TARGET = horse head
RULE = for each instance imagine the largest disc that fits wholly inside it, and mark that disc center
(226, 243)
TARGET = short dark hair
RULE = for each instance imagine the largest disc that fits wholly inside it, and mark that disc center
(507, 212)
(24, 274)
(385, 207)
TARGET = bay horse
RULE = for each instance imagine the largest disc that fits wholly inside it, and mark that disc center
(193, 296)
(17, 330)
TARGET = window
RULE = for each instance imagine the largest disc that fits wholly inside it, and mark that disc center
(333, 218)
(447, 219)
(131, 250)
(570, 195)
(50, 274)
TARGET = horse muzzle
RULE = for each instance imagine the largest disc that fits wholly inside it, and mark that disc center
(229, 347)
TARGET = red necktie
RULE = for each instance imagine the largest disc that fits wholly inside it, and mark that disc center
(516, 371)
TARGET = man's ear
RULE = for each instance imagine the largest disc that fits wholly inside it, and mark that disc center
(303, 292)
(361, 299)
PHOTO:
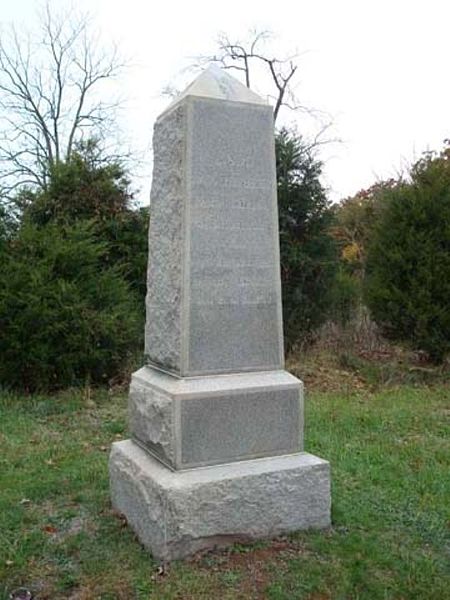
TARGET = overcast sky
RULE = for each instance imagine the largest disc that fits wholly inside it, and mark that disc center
(379, 68)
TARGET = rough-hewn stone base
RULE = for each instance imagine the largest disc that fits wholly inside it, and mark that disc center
(177, 513)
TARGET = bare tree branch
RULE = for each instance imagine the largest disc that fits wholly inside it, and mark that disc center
(49, 96)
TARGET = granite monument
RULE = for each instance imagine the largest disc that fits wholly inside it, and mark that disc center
(216, 449)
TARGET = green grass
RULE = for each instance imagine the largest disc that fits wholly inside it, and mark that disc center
(390, 460)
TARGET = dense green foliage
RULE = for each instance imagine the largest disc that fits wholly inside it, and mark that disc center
(86, 187)
(73, 277)
(65, 319)
(308, 252)
(408, 265)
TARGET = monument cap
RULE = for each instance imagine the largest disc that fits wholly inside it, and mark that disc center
(215, 83)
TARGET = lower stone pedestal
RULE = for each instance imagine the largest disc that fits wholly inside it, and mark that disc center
(177, 513)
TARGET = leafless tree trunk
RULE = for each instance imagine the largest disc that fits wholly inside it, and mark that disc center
(49, 99)
(245, 56)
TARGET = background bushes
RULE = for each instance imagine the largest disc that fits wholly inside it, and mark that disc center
(65, 319)
(407, 285)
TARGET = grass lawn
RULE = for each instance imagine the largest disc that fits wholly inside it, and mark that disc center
(390, 458)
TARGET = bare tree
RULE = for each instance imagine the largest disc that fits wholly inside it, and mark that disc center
(246, 56)
(49, 99)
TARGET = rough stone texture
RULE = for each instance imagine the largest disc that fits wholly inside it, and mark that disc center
(164, 279)
(214, 296)
(218, 419)
(175, 514)
(216, 393)
(151, 417)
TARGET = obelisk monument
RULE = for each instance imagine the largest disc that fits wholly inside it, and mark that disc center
(216, 449)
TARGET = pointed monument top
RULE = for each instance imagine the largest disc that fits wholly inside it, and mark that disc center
(214, 82)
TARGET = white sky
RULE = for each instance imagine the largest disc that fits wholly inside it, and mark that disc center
(380, 68)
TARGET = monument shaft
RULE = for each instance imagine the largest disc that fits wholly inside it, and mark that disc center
(214, 302)
(214, 393)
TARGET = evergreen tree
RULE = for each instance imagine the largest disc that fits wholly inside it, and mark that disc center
(407, 285)
(308, 252)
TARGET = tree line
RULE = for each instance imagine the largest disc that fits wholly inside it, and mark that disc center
(73, 240)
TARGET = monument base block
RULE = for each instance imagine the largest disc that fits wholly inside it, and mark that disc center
(177, 513)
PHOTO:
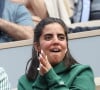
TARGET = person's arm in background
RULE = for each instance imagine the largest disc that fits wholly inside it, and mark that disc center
(4, 82)
(18, 32)
(21, 27)
(37, 8)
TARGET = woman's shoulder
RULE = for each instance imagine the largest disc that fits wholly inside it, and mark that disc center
(80, 68)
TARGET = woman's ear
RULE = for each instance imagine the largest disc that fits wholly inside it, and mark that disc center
(37, 47)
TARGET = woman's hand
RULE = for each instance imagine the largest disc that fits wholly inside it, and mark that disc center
(45, 66)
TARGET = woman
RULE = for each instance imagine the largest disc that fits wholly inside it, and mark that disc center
(52, 67)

#####

**Description of the task:** Set down all of the material above again, line for line and word for word, but leave the images out.

**Output below:**
TARGET = horse head
RULE = for each instance imagine the largest disc that fits wholly inside it, and mark that disc center
(226, 243)
TARGET = short dark hair
RULE = for each instance imagine the largest disc that fits wholly inside it, and mark that disc center
(507, 212)
(24, 274)
(385, 207)
TARGET = bay horse
RULE = for each instance imagine the largest disc that fits wholly inside it, and mark that disc center
(193, 296)
(17, 330)
TARGET = window
RULE = for each instance imagine the largest disc that fits wholly inside it, and mark that disc center
(333, 218)
(447, 219)
(131, 250)
(570, 195)
(50, 274)
TARGET = horse muzzle
RULE = for each instance imagine the largest disc that fits wholly inside it, and mark that disc center
(229, 347)
TARGET = red necktie
RULE = for each instance imagine the largest disc that fits wholly inside it, and mark that disc center
(516, 371)
TARGET = man's ear
RULE = for each instance imagine the largest disc that fits wholly inside it, and mark that disc center
(303, 292)
(361, 299)
PHOTO:
TARGET = overcast sky
RULE = for each instance imagine the largest disc that fits wholly inside it, and mark that disc center
(379, 68)
TARGET = rough-hewn stone base
RULE = for each instance imagine the largest disc that fits wholly inside it, and mark that disc center
(177, 513)
TARGET = bare tree branch
RULE = for each instance imagine the largest disc that fits wholly inside it, and mark that disc center
(49, 96)
TARGET = granite monument
RULE = for each instance imagine the largest disc that fits wholly inside it, and mark that disc center
(216, 449)
TARGET = green grass
RULE = for each instance imagine the largest disc that fits wholly inside it, and mark that disc center
(390, 460)
TARGET = dense green foliage
RULE = for each instance imagine the largest disc that fits wholly inside it, and mark that disc center
(86, 187)
(73, 277)
(65, 319)
(308, 252)
(408, 265)
TARGET = monument cap
RULE = for each instance imagine the largest disc that fits wholly inside it, and mark that disc center
(215, 83)
TARGET = lower stone pedestal
RULE = for each instance imagine the largest disc that fits wholly inside it, and mark that disc center
(177, 513)
TARGET = leafless tree trunk
RULE = for each instance imagine the largest disc that fits wholly inside it, and mark that disc center
(49, 99)
(245, 56)
TARGET = background bushes
RULE = for each instance imagine the largest disc that fits wholly inside it, and mark that disc center
(65, 319)
(407, 285)
TARGET = grass lawn
RULE = for each instance imagine the largest disc that fits wholly inside it, and mark that disc center
(390, 458)
TARGET = bare tree
RULE = for each instance imagine the largest disc that fits wholly inside it, and mark that disc center
(246, 56)
(49, 99)
TARGET = rough stone texture
RULE = for each instance imagine the largest disc that fits wholly inside it, and mark that disc center
(164, 279)
(214, 296)
(218, 419)
(175, 514)
(216, 393)
(151, 417)
TARGET = obelisk monument
RULE = for each instance imagine the largest disc that fits wholly inside it, and mark that disc center
(216, 449)
TARGET = pointed monument top
RULE = for each instance imagine the largest disc that fits wholly inside it, and mark that disc center
(214, 82)
TARGET = white sky
RULE = for each instance imagine the largest disc that fits wholly inside it, and mark that disc center
(380, 68)
TARGET = monument shaft
RULE = for each instance imagine the largest disc that fits wholly inside it, and mark that disc center
(214, 302)
(214, 393)
TARGET = evergreen tree
RULE = for each instance imagine the largest disc that fits wholly inside it, and mark that disc center
(407, 285)
(308, 252)
TARGET = tree line
RULE = for each instance imagine the largest disc that fits wholly inside it, and mark that disc center
(73, 240)
TARGET = monument base block
RULE = for each instance imagine the largest disc that fits wholly inside it, and mark that disc center
(177, 513)
PHOTO:
TARGET = person's arm in background
RULE = for each instance imagine the largest disc that fits wholly inside it, and mark that disc center
(4, 82)
(18, 32)
(21, 27)
(37, 8)
TARGET = woman's shoulder
RULE = for each instance imagine the largest disc that fits wholly inside it, and mark that disc center
(80, 68)
TARGET = woman's ear
RULE = for each instance imagine the largest disc that fits wholly inside it, and mark that disc center
(37, 47)
TARGET = woman's hand
RULE = for each instance imagine the largest disc that fits wholly inside it, and mark that disc center
(45, 66)
TARGET = woman
RULE = for each instance imagine the largest disc that fits wholly inside it, and mark that disc center
(52, 67)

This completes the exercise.